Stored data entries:
-=-=-=-=-

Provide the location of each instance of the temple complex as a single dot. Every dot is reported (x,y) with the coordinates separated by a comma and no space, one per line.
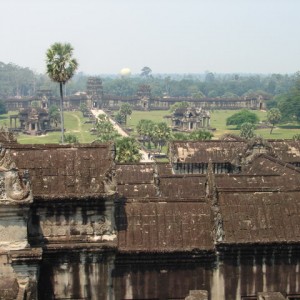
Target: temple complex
(95,97)
(220,220)
(190,118)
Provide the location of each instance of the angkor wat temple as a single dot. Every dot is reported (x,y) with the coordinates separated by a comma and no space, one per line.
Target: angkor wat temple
(94,97)
(221,220)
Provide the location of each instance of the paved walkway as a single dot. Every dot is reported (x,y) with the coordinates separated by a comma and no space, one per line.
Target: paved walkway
(97,112)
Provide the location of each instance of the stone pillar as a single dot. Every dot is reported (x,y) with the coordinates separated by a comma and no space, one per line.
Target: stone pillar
(18,262)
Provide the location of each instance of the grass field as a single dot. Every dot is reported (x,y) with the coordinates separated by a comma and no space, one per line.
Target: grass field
(74,123)
(218,121)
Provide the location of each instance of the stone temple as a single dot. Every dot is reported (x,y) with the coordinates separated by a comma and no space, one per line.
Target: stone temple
(220,220)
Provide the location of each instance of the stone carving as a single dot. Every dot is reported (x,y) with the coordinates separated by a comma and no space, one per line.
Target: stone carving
(16,188)
(110,182)
(13,186)
(6,162)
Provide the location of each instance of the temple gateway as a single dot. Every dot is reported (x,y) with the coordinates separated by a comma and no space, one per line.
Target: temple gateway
(220,220)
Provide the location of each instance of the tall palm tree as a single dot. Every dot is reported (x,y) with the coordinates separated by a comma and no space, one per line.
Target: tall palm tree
(61,67)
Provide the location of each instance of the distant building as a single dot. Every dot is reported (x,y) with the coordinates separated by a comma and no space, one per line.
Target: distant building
(190,118)
(33,121)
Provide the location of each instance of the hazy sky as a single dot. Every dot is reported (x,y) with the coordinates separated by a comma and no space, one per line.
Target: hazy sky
(169,36)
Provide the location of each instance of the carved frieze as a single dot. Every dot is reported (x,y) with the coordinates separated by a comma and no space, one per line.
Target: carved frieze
(14,187)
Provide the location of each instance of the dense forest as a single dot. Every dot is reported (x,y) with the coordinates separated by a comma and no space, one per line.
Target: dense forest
(19,81)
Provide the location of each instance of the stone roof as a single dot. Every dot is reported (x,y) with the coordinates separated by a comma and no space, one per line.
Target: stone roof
(65,171)
(230,150)
(262,208)
(164,212)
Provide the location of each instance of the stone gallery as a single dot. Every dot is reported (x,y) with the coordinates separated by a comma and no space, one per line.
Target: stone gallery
(220,220)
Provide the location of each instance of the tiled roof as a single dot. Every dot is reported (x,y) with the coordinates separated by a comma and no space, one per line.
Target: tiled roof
(160,226)
(64,171)
(260,217)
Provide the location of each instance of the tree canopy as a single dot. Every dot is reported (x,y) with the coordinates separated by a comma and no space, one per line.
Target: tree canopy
(61,67)
(274,117)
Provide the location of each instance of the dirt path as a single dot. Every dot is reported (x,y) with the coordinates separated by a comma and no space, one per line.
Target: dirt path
(79,127)
(145,156)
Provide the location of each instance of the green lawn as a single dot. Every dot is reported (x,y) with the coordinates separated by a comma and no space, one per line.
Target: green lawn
(74,123)
(218,121)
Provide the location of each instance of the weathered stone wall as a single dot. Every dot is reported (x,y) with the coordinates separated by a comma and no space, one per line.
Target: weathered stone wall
(68,222)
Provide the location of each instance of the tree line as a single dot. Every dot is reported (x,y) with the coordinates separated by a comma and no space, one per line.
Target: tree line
(20,81)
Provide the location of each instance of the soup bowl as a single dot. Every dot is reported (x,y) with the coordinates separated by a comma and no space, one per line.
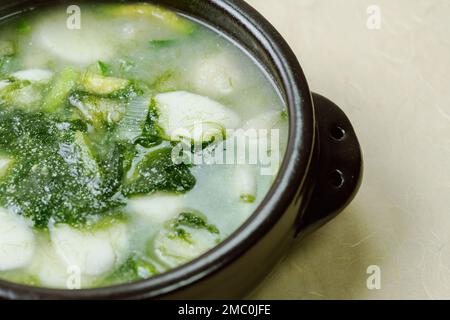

-=-=-=-=-

- [Your assignment]
Each line of the data needs to be output exactly, with any image excluded.

- [The answer]
Provide the location of each instance of the temple complex as a single dot. Every dot is reported (x,y) with the coordinates separated by a comma and no space, one per line.
Target: temple complex
(95,97)
(220,220)
(190,118)
Provide the location of each instance of the angkor wat temple as a single dot. Every dot is reported (x,y) with the coordinates separated by a comma and no space, one per line.
Target: angkor wat temple
(94,97)
(221,220)
Provide the location of each instance of the paved walkway as a single dot. Every dot is reported (x,y) with the coordinates separated by a comma and no space, one per line.
Target: paved walkway
(97,112)
Provide the location of each instance of the stone pillar as a single dot. Every dot is reported (x,y) with the coordinates separated by a comma and no space, one per line.
Target: stone pillar
(18,262)
Provide the location of each instance of the grass field as a single dot. Every dot is reported (x,y) with the coordinates separated by a comma and no space, one per line.
Target: grass field
(74,123)
(218,121)
Provide the location of each instance of the stone temple as a single dot. Every dot is reported (x,y) with the coordinates separated by a comma and no space, one per line.
Target: stone temple
(220,220)
Provide the location of each instance of the stone carving as a single dot. Every dot is reported (x,y) with the coordinates separated by a comma and no space, one per line.
Target: stone carving
(16,188)
(110,182)
(13,186)
(6,162)
Provide the location of each instance of the temple gateway as a single dot. Every dot is reported (x,y) with the coordinates separated by a comma and no space, one per line.
Target: temple gateway
(220,220)
Provide the location of each instance of the tall palm tree as a single dot. Every dot is reported (x,y) with the coordinates separated by a comma and no space, one per line.
Target: tall palm tree
(61,67)
Provide the location of each instance of the distant building as a single dot. Every dot is reported (x,y) with the coordinates separated by a comma and no space, one per line.
Target: distant building
(190,118)
(33,121)
Provide the location of each instance of the hazy sky as a single dot. Every dot is reported (x,y) with the coordinates separated by a comma and no space, one per line.
Target: hazy sky
(169,36)
Provide the location of each instance of the carved frieze as a single dot. Every dot is reported (x,y) with the coordinates separated by a comma and no space, one per line.
Target: carved frieze
(14,187)
Provide the location of each instance of the dense forest as a single dot. Every dot is reported (x,y) with the coordinates separated by a comma and no space, one per line.
Target: dense forest
(19,81)
Provide the location of each instance of the stone roof as a single dot. Every dot is reported (x,y) with the coordinates separated by a comma and no space, one per line.
Target: stone roof
(65,171)
(230,150)
(262,208)
(164,212)
Provide the location of each instance of the stone gallery as a single dot. Every dot is reported (x,y) with the coordinates separated by a comma and no space, one per line.
Target: stone gallery
(220,220)
Provide the location of each instance of the tiled roof as a single dot. Every dot is reported (x,y) with the coordinates separated by a comma and no space, one per line.
Target: tiled roof
(160,226)
(64,171)
(260,217)
Provide the location of each instance of the tree canopy as a single dot. Every dot is reported (x,y) with the coordinates separated by a comma and no space, one per line.
Target: tree canopy
(61,67)
(274,117)
Provide the location of each instance of the dirt path as a single dot. Every dot is reported (x,y) with the coordinates separated by a comma and no space, one per line.
Target: dirt path
(79,127)
(145,156)
Provide the location of each instance of the green lawn as a single dot. Every dot is reported (x,y) with the coordinates separated by a comma and no space, one per line.
Target: green lawn
(74,123)
(218,121)
Provide the location of each instance of the weathered stone wall as a single dot. Every dot is reported (x,y) with the coordinates separated by a comma and no space, one per line.
Target: weathered stone wall
(68,222)
Provide the location of each instance of the tree line as a single dot. Every dot is reported (x,y) with the coordinates separated by a comma and no space, one per line.
Target: tree line
(20,81)
Provide the location of each instance of the soup bowl as a single dot. Every dot is reported (x,y) with the coordinates separated by a comma and no space, one per line.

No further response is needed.